*** EXERCISE PASSAGE ***

16 women murdered in Turkey in April
In April, at least 16 women were murdered in Turkey by men close to them, and 14 others were found dead in suspicious ways, according to research by the platform "We will stop femicides" (KCDP).
In Turkey, at least 16 women were murdered by men close to them in April, and 14 other women died under suspicious circumstances. This is according to the latest femicide tally by the platform "We will stop femicides" (tr. Kadın Cinayetlerini Durduracağız). The report by the Istanbul-based women's rights organization contains data on all murders of women recorded by the police or published in the media. The number of unreported cases is probably higher. The KCDP points out that numerous women have barely survived an attempted femicide.
"In eleven cases, the background of the killings could not be determined. Five women were murdered because they either wanted a divorce, refused to reconcile or marry their partners, or refused relationships. They were killed because they wanted to decide their own fate," the report said. The killers were husbands in eight cases and male acquaintances or relatives, such as brothers and fathers or former partners, in six others. In two femicides, the relationship between the perpetrator and victim could not be determined. KCDP's new report also reiterates that women are least safe in their own homes: seven of the women killed by men in Turkey in the previous month were murdered at home.
The fact that the motives in eleven murder cases are unclear is again attributed by the platform to the fact that patriarchal violence and femicide are made invisible in Turkey: "As long as it is not established by whom and why women are murdered, as long as there are no fair trials, as long as the perpetrators do not receive deterrent punishments and as long as no preventive measures are applied, the violence will continue." In addition, the organization warns that more and more femicide cases are being declared suicides. Suicide, it says, is increasingly a "cover for femicide," especially since the outbreak of the Corona pandemic and the accompanying rise in patriarchal and domestic violence. The organization calls for greater suspicion on the part of authorities and the surrounding community when a femicide is classified as a suicide.

*** End of EXERCISE PASSAGE ***
*** DATA BELOW ***

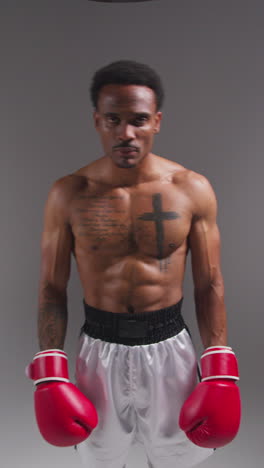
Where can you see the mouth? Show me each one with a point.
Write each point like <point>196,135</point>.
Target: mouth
<point>126,151</point>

*** End of DATA BELOW ***

## [QUESTIONS ON THE MATERIAL]
1 - Copy word for word the stretch of the femicide article from "The fact that the" through "as a suicide.".
2 - In the femicide article, in how many cases were the killers the women's husbands?

## [PER-TASK OUTPUTS]
1 -
The fact that the motives in eleven murder cases are unclear is again attributed by the platform to the fact that patriarchal violence and femicide are made invisible in Turkey: "As long as it is not established by whom and why women are murdered, as long as there are no fair trials, as long as the perpetrators do not receive deterrent punishments and as long as no preventive measures are applied, the violence will continue." In addition, the organization warns that more and more femicide cases are being declared suicides. Suicide, it says, is increasingly a "cover for femicide," especially since the outbreak of the Corona pandemic and the accompanying rise in patriarchal and domestic violence. The organization calls for greater suspicion on the part of authorities and the surrounding community when a femicide is classified as a suicide.

2 - Eight